◆ Exercise task: Your task is to give the data again, exactly, with every line intact.
···
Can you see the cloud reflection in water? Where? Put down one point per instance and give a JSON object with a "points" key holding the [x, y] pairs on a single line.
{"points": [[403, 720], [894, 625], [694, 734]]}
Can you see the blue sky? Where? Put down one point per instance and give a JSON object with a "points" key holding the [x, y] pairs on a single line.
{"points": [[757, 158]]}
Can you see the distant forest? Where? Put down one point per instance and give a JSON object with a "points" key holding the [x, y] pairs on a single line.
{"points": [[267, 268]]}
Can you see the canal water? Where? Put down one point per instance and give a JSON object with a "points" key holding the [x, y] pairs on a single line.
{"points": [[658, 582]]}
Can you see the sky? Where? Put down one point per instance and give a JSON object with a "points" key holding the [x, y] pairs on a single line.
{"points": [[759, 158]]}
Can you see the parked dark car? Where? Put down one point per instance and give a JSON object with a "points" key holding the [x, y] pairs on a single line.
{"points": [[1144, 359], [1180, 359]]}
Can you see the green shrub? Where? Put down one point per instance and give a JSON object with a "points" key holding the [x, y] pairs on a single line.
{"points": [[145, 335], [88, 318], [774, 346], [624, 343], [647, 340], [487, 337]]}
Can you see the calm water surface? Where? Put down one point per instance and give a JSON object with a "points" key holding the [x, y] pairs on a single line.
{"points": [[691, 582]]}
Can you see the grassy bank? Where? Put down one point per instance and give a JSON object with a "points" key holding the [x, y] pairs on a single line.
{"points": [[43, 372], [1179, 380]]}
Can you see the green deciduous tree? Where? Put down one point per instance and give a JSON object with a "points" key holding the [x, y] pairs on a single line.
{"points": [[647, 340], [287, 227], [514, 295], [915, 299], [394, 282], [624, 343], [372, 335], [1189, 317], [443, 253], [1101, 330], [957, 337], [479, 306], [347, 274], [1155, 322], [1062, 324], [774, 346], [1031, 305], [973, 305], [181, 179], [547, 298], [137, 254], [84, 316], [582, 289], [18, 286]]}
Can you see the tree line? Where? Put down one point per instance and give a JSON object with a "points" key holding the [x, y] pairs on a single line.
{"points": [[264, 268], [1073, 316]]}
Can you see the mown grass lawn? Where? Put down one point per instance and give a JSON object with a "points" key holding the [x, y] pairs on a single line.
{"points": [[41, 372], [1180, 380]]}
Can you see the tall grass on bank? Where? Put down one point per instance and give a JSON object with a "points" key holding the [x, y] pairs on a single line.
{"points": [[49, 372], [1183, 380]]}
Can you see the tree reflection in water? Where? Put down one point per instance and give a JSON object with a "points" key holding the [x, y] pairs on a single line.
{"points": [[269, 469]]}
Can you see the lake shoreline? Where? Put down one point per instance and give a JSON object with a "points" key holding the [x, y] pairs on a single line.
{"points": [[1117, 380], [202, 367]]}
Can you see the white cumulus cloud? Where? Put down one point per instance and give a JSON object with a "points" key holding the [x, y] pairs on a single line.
···
◆ Solution to the exercise:
Can you see the cloud reflection in water? Where? Put down one point per instance and give a JSON object with a "points" key holding the [x, y] pairs on a single line.
{"points": [[403, 720], [894, 625], [694, 734]]}
Can you see the blue sky? Where? Put down one point per instance and give a JSON object with a "points" key holding the [x, y] pairs on a single line.
{"points": [[757, 158]]}
Can you see the distant forest? Where? Put down one point per instance and give a JSON object with a "points" key holding the [x, y] pairs on a single line.
{"points": [[267, 268]]}
Can you see the canal water? Where? Put down one point per instance and give a JSON object with a "points" key holding the [x, y] pairs on a single line.
{"points": [[658, 582]]}
Can you see the sky? Where? Put down one point per instance and give a JSON object with a "points" key holding the [x, y] pairs on a single line.
{"points": [[759, 158]]}
Can you see the parked dark car? Where? Put down one point per instance and give a JSON object with a "points" key holding the [x, y] pairs on a single line.
{"points": [[1144, 359], [1180, 359]]}
Can you see the green shrub? Where? Put down one point per instance and give a JSON object with a "points" key holding the [x, y] pairs on a single line.
{"points": [[145, 335], [88, 318], [774, 346], [624, 343], [647, 340], [487, 337]]}
Can you see the calm water surface? Where? Put down one point per instance and give a JSON object with a "points" key holding the [x, y] pairs on a single line.
{"points": [[691, 582]]}
Can you see the grassy bank? Where? Put down one point per instance and give a JSON object with a "points" key holding the [x, y] pairs on a single line.
{"points": [[43, 372], [1179, 380]]}
Can you see the green deciduous tree? Where? Put down one point per instance and give a JSON object with a "points" key holding the [x, y] pairs on a single line.
{"points": [[647, 340], [287, 227], [514, 295], [915, 299], [394, 282], [624, 343], [372, 335], [1189, 317], [443, 253], [1101, 330], [957, 337], [479, 306], [347, 274], [1155, 322], [1062, 324], [774, 346], [1031, 305], [973, 305], [181, 179], [547, 298], [137, 254], [84, 316], [582, 289], [18, 286]]}
Can you see the tree line? Where? Put down one point per instance and give a JSON object with a "points" key holding the [x, y] pairs on a single line.
{"points": [[264, 268], [1073, 316]]}
Can you see the mown grass lawn? Where? Put down one point per instance and give a JSON object with a "points" key holding the [x, y] pairs on a single line.
{"points": [[41, 372], [1180, 380]]}
Can you see the tall grass on bank? Where? Put down one point per instance and give a JSON object with a "points" key holding the [x, y] pairs on a single line.
{"points": [[49, 372], [1183, 380]]}
Can you see the tree reflection in water? Where? Put down one point per instance and give a JSON object with a "points" key holding the [x, y] pairs on a single line.
{"points": [[269, 469]]}
Can you see the lake shoreline? Where? Put down one point per instance and give a JSON object with a "points" key holding the [x, y] pairs on a single line.
{"points": [[1117, 380], [202, 367]]}
Can you see the white cumulus cloud? Where? Put down one point per instance and give a JSON object with a "points" key holding the [x, y] pairs on a single line.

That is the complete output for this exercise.